How to complete this task: Write a continuation of the opinion piece below on Boris Johnson and what brands can learn from him, starting after its final sentence.

Boris Johnson and what brands can learn from him
Although Churchill will always be known for his peerless rhetoric on all manner of subjects it is his political motto that his distorted descendants mimic. K.B.O. Keep Buggering On. Once upon a time that meant perseverance in the face of menace, or rout, or despair, but today Boris Johnson refuses to be curtailed or slowed by scandal. Less, he refuses to even be embarrassed, and has nullified the most effective weapon that the press and the public once held over errant political careers – shame.
But apart from our aspiring leaders learning from the rise of Trump that shamelessness is a superpower, what does the imminent premiership of Johnson tell us about ourselves? Only a society obsessed with fame and personality above all other things could see Johnson as an attractive Prime Minister. He clearly has those qualities in spades, with his career defined by a carefully cultivated scruffy look, backed by a steady drumbeat of racist, sexist commentary and revealed incompetency and disinterest in power. Now he runs a submarine strategy, rigidly disciplined by Crosby’s ruthless pursuit of victory – concentrating on saying nothing in public and whatever it takes in private.
From the first day of this leadership election the leading political journalists of the day have been saying the same two things. Firstly, Rory Stewart is the grown-up in the room and it’s therefore impossible that he will be elected. Secondly, that Boris Johnson is totally unfit for office but is the only person who is capable of stopping his own campaign. We live in an inverted universe when personal unelectablity results in political electability. Our politics, on both sides of the Atlantic, have been captured by powerful cabals of rightwing power-mongers, who have chosen that their flawed leaders are vassals that they cannot afford to lose, and that they won’t compromise on. Will Johnson lose the leadership election isn’t the real question – the question is can he? He is in such a commanding position because he has so many commanding people fully invested in his fortunes. But how can this be?
Consider the undercurrents. Of post-expenses and pre-Brexit public distrust in Westminster never being higher and nobody has taken advantage of this justified rage more than Nigel Farage. The single issue, sleazy demagogue, leaving nicotine stains on shaken hands and the smell of beer on the foreheads of babies. The grotesque dressed up in the clothes of a statesman. And the quaking establishment, the supposed (and self-appointed) stalwart for decency has stepped up in our moment of peril by rallying behind Johnson. Faced with this rise in extremism, does anyone believe that Boris, the self-centred, less a stalwart and more a windsock, will help regain and heal the schism. Its time someone represented trust in the democratic process. I for one am not persuaded by the shambolic, blonde and much-loved “buffoon” with a relentlessly cheerful brand of racism and homophobia. Is he really the best ambassador for ‘Brand Britain’? Only a celebrity crazed media culture, hooked to outrage and craving the circular story lines of reality TV would allow this exhibitionist Trumpesque buffoon to get away with it. For the sake of shame, we are here.

[Records contained in a dataset]
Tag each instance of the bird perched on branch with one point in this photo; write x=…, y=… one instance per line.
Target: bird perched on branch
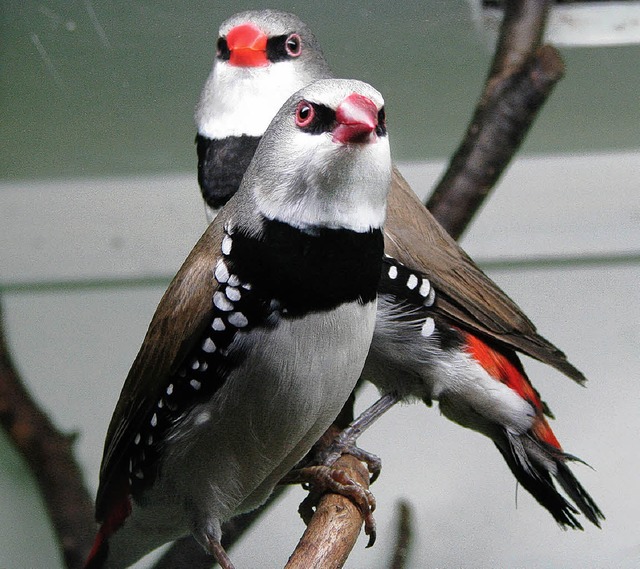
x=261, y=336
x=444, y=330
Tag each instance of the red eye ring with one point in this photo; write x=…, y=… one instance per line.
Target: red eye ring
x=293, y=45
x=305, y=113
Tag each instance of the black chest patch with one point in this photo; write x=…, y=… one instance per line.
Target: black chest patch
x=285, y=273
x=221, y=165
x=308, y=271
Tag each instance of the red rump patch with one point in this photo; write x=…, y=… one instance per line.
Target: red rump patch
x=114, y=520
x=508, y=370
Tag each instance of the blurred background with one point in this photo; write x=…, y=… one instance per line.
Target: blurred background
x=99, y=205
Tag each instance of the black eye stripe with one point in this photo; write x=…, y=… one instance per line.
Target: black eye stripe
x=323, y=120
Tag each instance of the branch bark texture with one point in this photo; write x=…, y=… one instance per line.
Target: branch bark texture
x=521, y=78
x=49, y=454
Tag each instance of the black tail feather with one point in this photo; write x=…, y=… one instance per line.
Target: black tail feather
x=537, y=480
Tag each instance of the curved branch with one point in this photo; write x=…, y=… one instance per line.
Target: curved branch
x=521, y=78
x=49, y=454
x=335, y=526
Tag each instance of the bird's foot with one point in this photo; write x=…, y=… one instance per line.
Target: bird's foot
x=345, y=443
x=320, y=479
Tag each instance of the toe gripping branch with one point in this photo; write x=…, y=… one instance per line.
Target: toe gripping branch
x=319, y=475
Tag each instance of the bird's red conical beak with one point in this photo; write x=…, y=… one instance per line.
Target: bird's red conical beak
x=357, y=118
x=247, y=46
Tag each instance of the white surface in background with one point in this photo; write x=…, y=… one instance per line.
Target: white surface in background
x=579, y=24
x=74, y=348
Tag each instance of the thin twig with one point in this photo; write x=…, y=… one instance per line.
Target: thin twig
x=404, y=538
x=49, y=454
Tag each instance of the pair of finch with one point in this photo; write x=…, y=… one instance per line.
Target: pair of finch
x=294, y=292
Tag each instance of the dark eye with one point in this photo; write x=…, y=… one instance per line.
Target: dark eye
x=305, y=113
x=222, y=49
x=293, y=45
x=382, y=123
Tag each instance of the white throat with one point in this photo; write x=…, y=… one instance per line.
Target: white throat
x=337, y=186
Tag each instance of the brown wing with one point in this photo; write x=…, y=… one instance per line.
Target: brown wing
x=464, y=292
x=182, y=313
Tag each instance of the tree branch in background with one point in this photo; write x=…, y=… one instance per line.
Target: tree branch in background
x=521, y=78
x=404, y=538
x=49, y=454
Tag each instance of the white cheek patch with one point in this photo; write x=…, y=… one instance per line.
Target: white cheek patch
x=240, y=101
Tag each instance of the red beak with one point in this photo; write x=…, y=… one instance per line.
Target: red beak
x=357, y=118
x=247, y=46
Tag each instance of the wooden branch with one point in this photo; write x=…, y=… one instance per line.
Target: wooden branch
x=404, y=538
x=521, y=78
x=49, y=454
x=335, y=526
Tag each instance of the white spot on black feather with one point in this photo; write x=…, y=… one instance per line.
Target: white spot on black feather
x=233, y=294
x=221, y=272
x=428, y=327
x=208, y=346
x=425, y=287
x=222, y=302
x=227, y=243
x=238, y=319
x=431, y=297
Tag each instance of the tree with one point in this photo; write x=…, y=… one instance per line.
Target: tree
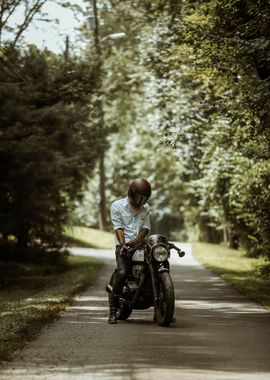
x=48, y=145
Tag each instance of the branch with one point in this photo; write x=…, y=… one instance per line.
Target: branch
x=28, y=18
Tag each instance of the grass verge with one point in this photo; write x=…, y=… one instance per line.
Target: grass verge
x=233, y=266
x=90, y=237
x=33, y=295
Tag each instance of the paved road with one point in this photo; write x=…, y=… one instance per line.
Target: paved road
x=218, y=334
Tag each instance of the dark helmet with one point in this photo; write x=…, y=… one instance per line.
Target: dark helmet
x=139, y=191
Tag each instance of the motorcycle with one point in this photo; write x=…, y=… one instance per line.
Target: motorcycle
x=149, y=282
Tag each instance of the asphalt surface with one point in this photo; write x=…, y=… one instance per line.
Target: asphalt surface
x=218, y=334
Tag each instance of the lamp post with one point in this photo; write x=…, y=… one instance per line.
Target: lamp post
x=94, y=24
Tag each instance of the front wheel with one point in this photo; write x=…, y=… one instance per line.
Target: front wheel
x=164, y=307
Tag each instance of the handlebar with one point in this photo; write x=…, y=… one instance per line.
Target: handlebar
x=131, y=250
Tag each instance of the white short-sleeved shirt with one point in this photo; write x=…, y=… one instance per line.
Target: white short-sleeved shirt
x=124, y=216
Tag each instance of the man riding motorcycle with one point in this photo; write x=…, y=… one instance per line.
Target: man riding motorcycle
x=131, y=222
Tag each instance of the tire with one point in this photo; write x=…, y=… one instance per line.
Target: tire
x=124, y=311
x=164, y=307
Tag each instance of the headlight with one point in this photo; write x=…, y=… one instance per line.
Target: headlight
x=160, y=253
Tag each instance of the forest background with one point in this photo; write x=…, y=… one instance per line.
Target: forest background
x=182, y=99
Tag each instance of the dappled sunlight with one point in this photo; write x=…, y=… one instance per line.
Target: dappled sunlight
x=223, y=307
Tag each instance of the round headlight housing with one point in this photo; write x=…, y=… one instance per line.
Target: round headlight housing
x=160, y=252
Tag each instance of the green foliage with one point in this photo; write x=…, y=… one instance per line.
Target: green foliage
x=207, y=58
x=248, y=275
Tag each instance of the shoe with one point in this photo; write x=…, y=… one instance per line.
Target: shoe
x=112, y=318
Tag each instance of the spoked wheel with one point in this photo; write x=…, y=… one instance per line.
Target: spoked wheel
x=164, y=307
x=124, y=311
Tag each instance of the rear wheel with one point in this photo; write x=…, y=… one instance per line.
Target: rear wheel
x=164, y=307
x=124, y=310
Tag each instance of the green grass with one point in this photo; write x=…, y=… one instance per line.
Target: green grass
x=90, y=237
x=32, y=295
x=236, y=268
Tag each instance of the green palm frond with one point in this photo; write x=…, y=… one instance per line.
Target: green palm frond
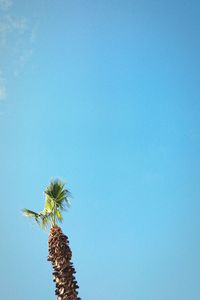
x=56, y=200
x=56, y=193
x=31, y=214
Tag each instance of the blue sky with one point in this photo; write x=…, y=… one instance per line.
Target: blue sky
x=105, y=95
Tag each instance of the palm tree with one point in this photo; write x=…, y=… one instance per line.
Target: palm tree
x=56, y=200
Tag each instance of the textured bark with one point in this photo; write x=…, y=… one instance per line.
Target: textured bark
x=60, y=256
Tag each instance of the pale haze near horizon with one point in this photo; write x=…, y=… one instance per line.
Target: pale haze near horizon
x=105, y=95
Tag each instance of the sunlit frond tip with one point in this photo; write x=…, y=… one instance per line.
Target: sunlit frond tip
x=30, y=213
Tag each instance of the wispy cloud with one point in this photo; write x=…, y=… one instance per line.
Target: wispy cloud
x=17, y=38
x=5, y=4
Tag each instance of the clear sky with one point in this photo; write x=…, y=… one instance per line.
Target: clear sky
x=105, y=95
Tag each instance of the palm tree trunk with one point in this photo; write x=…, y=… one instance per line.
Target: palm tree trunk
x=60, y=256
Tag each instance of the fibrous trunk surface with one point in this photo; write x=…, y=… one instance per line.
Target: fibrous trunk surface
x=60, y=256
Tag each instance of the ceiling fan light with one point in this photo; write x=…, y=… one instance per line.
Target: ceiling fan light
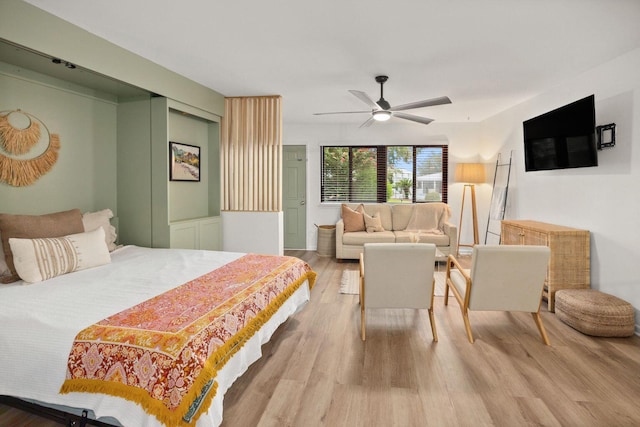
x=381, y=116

---

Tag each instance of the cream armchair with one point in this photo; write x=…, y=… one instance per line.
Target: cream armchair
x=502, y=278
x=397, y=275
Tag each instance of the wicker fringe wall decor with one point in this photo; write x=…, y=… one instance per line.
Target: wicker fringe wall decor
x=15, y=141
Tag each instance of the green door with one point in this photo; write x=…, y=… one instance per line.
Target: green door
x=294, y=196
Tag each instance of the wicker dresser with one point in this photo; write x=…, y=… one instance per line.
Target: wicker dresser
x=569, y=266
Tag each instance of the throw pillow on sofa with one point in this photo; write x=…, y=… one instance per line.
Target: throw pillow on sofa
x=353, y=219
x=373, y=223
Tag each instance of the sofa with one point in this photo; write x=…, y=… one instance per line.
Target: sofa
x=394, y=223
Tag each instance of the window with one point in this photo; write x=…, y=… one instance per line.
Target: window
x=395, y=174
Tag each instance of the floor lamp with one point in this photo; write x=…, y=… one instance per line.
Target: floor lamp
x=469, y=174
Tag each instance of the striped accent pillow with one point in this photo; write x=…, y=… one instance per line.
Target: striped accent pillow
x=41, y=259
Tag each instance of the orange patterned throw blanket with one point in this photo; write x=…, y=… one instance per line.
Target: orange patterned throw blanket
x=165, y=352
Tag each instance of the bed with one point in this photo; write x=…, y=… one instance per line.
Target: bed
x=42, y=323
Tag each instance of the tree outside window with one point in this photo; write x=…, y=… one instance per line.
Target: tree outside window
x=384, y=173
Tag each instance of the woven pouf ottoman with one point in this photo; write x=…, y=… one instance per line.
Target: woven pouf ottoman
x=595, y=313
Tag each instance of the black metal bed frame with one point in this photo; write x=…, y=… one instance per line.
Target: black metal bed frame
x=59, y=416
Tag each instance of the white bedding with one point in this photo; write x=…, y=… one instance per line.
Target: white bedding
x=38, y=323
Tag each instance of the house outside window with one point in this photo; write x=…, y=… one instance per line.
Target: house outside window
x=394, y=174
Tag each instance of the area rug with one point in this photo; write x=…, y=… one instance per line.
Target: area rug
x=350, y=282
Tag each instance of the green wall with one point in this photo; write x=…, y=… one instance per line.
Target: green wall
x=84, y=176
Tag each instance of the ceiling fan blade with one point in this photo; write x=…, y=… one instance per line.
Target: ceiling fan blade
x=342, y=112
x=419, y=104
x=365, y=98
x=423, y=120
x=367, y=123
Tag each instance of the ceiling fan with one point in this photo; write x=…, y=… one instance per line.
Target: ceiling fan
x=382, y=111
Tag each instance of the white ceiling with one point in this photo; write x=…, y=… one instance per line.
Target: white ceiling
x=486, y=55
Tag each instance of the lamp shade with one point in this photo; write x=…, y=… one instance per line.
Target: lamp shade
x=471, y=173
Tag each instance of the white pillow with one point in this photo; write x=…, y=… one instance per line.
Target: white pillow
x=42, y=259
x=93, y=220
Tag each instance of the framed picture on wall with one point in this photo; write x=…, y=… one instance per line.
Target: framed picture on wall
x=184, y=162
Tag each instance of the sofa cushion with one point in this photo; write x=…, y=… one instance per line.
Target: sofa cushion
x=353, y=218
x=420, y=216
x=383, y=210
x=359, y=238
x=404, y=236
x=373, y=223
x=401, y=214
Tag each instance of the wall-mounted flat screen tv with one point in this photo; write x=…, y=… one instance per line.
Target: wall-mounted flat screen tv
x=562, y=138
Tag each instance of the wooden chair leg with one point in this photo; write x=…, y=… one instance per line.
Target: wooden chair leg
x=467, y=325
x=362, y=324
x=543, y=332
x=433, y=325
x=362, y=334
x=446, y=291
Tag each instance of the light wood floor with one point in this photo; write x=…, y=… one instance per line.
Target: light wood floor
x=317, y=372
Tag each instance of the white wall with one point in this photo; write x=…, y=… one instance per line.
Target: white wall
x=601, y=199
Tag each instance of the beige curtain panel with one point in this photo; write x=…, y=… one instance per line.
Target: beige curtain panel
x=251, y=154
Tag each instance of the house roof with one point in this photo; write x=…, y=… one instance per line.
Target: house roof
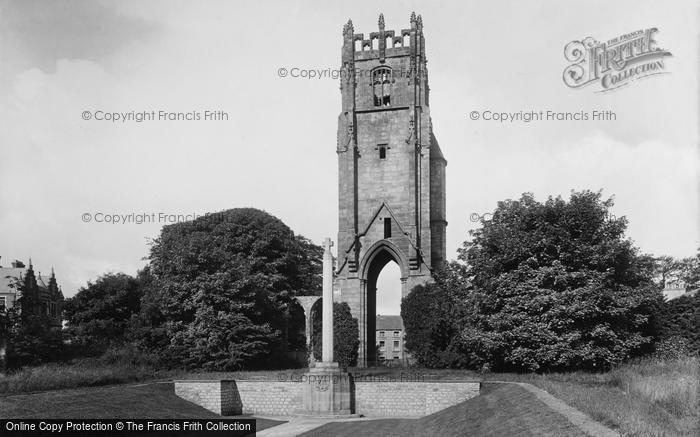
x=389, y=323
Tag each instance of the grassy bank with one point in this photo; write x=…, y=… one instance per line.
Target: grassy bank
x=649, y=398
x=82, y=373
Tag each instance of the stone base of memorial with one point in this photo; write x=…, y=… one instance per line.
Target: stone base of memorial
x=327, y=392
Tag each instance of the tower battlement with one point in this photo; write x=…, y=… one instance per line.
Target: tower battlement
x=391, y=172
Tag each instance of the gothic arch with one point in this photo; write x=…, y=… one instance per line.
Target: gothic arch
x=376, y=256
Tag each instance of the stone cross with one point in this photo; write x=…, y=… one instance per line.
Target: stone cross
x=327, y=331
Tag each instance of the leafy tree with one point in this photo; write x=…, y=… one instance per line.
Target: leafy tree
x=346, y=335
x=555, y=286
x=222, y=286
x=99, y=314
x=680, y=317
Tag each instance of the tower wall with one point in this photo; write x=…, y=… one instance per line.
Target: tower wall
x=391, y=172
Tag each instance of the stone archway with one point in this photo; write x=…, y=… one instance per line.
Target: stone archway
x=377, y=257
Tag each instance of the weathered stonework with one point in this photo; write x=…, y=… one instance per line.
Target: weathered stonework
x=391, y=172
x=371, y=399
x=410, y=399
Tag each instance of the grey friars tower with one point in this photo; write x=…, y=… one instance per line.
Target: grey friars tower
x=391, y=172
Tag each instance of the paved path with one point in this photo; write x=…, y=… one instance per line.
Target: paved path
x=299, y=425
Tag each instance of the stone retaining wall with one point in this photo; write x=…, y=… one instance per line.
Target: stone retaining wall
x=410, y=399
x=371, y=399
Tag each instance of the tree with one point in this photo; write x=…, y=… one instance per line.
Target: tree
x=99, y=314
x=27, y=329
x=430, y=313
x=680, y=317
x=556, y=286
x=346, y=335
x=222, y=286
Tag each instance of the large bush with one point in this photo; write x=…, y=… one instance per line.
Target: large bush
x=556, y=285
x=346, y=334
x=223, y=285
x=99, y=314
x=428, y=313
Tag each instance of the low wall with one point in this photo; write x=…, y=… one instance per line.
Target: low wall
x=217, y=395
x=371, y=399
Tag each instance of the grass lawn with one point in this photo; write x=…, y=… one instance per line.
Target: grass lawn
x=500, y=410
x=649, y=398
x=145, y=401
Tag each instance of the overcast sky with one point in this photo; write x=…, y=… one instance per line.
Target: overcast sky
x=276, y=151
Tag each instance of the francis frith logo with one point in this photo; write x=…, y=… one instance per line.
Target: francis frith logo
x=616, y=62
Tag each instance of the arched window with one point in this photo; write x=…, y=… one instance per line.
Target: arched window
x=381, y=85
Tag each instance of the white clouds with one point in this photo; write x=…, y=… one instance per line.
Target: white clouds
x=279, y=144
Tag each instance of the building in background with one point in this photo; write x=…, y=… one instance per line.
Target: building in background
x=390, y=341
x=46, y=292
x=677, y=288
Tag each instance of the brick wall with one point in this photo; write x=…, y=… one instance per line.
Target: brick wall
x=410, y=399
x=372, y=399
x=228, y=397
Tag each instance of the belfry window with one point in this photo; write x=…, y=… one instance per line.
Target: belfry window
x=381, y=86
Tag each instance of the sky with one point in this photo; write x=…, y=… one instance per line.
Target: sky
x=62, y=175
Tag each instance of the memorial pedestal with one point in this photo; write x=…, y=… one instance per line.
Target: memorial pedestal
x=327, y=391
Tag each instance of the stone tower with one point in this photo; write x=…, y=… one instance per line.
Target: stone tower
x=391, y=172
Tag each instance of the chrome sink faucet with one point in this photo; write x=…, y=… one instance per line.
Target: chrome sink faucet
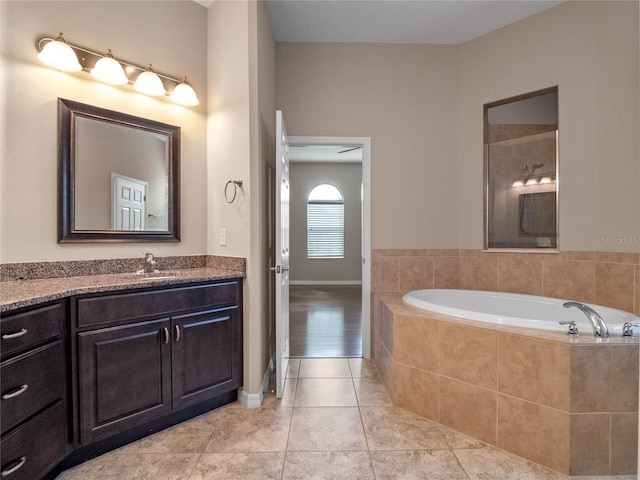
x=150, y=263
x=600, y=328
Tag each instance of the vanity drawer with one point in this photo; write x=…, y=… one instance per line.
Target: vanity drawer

Response to this task:
An incomplete list of Mr. Johnson’s gaffes:
2002: Wrote that the Queen enjoys visiting Africa ‘partly because it supplies her with regular cheering crowds of flag-waving piccaninnies’ and that when Tony Blair went there ‘the tribal warriors will all break out in watermelon smiles.’
2002: Arguing for a re-colonization of Africa (‘a blot’); “The problem is not that we were once in charge, but that we are not in charge any more… the best fate for Africa would be if the old colonial powers, or their citizens, scrambled once again in her direction; on the understanding that this time they will not be asked to feel guilty.”
2004: Writes The Spectator that Liverpudlian fans were drunk and therefore partially responsible for the Hillsborough disaster. He accuses them of ‘wallowing in their victim-status.’
2004: Sacked from shadow cabinet for having an affair and denying it.
2005: Declares that ‘voting Tory will cause your wife to have bigger breasts.’
2006: Compared infighting within UK parties to “Papua New Guinea-style orgies of cannibalism and chief-killing.” Johnson then makes an openly sarcastic apology; saying he didn’t mean to blame their ‘blameless bourgeois domesticity’.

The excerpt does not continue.